§ **WHAT YOU SHOULD DO**
Please reproduce the line containing "One marker belongs on each instance of the woman's" and every line after it in the records below, exactly and with nothing else.

§ **PROVIDED ENTRIES**
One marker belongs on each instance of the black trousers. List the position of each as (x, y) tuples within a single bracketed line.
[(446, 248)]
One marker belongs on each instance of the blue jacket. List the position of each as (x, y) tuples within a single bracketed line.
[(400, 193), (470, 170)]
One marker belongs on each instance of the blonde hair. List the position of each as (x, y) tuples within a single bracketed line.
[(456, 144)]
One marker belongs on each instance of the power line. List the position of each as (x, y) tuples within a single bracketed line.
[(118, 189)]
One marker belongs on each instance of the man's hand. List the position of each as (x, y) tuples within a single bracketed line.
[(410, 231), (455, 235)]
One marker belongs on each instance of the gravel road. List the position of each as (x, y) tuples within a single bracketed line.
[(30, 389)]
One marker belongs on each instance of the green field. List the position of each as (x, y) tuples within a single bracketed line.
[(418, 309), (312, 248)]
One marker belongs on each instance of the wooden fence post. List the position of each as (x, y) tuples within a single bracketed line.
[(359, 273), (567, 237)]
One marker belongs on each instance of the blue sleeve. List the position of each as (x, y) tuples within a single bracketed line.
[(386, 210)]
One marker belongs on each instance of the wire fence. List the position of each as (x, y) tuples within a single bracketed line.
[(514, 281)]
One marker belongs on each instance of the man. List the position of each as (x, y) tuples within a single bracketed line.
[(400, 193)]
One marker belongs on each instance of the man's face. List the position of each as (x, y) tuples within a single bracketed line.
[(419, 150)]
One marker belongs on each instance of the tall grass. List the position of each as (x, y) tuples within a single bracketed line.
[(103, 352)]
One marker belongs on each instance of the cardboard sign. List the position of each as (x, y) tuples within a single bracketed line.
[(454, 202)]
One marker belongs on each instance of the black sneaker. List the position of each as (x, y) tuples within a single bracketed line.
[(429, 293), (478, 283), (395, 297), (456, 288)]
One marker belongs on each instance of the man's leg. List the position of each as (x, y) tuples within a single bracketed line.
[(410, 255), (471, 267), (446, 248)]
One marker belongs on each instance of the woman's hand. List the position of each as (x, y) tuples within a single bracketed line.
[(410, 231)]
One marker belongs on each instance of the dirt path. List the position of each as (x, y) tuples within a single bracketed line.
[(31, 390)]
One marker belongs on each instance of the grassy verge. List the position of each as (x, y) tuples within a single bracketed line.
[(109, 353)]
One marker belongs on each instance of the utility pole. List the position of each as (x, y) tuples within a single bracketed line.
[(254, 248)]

§ **TASK RESULT**
One marker belongs on each instance of the woman's hand. List the position of each as (x, y) tuples within a single bracketed line.
[(410, 231)]
One marker belongs on each instance of the dirt path. List the position of each as (x, y) tuples within a single bracketed line.
[(31, 390)]
One marker belongs on each instance of the grassy verge. List the position of each as (x, y) tuples within a single bracketed line.
[(109, 353)]
One marker belongs on each instance of the utility pole. List the position of each as (x, y) tuples within a single bracketed line.
[(254, 248)]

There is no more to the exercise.